§ SOURCE TEXT
□ □ □ □ □

Personal information
- Born: July 23, 1990 (age 35) Washington, D.C., U.S.
- Listed height: 6 ft 0 in (1.83 m)
- Listed weight: 205 lb (93 kg)

Career information
- High school: Gonzaga College (Washington, D.C.)
- College: Stanford
- NFL draft: 2012: undrafted

Career history
- Cleveland Browns (2012–2015); Detroit Lions (2016); New England Patriots (2017); Houston Texans (2018); Miami Dolphins (2019); New Orleans Saints (2019–2020);

Awards and highlights
- PFWA All-Rookie Team (2012);

Career NFL statistics
- Total tackles: 138
- Fumble recoveries: 2
- Pass deflections: 9
- Interceptions: 1
- Stats at Pro Football Reference

= Johnson Bademosi =

American football player (born 1990)

Johnson Bademosi (born July 23, 1990) is an American former professional football player who was a cornerback and special teamer in the National Football League (NFL). He was signed by the Cleveland Browns as an undrafted free agent in 2012. He was a member of the football, rugby, and track and field teams at Gonzaga College High School and went on to play college football for Stanford University.

==College career==
Bademosi was a three-year starter at cornerback for Stanford. He recorded his first career interception against Washington during the 2010 season. Bademosi went on to be selected to the 2012 NFLPA Collegiate Bowl. He also received an All-Conference honorable mention at Stanford for his participation in track and field.

□ □ □ □ □

§ WORK ORDER
Set down, word for word, the part of the Johnson Bademosi text that opens with the words containing "American football player" and closes with "track and field.". The material that follows has no connection to the text about Johnson Bademosi.

□ □ □ □ □

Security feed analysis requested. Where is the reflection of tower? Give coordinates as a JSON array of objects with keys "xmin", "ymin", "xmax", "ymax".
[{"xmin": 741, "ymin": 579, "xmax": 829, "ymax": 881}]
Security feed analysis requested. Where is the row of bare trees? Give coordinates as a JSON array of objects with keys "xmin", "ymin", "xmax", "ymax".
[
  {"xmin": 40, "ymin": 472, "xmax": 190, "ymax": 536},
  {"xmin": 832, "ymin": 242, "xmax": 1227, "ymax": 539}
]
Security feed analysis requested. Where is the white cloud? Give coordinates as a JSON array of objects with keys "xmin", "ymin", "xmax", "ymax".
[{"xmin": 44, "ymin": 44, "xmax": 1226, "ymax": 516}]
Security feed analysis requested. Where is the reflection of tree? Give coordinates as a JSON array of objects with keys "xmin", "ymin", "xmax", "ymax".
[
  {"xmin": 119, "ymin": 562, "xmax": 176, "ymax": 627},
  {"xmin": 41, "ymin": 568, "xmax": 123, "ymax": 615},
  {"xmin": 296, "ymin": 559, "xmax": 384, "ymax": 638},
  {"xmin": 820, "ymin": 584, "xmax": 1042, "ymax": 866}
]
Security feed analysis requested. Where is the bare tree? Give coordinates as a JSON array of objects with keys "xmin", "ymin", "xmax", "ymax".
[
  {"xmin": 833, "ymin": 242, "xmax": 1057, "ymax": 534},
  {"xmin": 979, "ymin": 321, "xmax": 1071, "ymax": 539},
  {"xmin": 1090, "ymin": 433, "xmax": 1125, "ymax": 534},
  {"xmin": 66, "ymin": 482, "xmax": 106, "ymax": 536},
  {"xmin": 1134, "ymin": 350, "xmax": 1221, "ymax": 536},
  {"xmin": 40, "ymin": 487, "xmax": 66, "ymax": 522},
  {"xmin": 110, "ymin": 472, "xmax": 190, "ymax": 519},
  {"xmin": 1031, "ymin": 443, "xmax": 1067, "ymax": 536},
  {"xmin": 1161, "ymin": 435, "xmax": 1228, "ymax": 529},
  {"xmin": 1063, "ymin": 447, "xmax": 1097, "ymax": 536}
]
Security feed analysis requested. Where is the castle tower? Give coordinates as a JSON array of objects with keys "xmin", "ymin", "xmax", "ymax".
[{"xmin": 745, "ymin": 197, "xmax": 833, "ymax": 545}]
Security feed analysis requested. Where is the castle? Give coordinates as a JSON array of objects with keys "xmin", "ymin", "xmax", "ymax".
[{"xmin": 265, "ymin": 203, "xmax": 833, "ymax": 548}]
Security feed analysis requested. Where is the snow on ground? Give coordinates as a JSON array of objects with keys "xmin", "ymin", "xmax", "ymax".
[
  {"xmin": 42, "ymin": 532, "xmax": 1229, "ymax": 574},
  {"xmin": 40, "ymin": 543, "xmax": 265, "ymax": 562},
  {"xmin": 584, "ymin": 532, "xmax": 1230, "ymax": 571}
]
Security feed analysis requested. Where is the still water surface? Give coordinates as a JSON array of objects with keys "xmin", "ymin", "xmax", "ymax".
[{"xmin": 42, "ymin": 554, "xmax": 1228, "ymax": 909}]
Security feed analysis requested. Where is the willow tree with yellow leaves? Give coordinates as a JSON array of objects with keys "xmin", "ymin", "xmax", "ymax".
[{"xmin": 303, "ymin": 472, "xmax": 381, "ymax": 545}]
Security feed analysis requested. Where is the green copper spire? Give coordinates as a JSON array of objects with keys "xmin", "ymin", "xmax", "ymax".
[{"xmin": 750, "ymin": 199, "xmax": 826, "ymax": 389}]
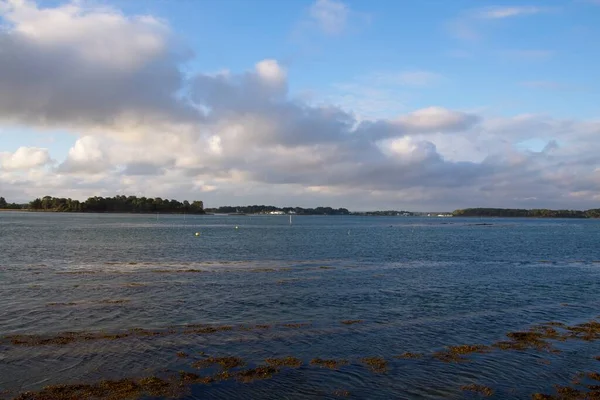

□ □ □ □ □

§ RESULT
American football player (born 1990)

Johnson Bademosi (born July 23, 1990) is an American former professional football player who was a cornerback and special teamer in the National Football League (NFL). He was signed by the Cleveland Browns as an undrafted free agent in 2012. He was a member of the football, rugby, and track and field teams at Gonzaga College High School and went on to play college football for Stanford University.

==College career==
Bademosi was a three-year starter at cornerback for Stanford. He recorded his first career interception against Washington during the 2010 season. Bademosi went on to be selected to the 2012 NFLPA Collegiate Bowl. He also received an All-Conference honorable mention at Stanford for his participation in track and field.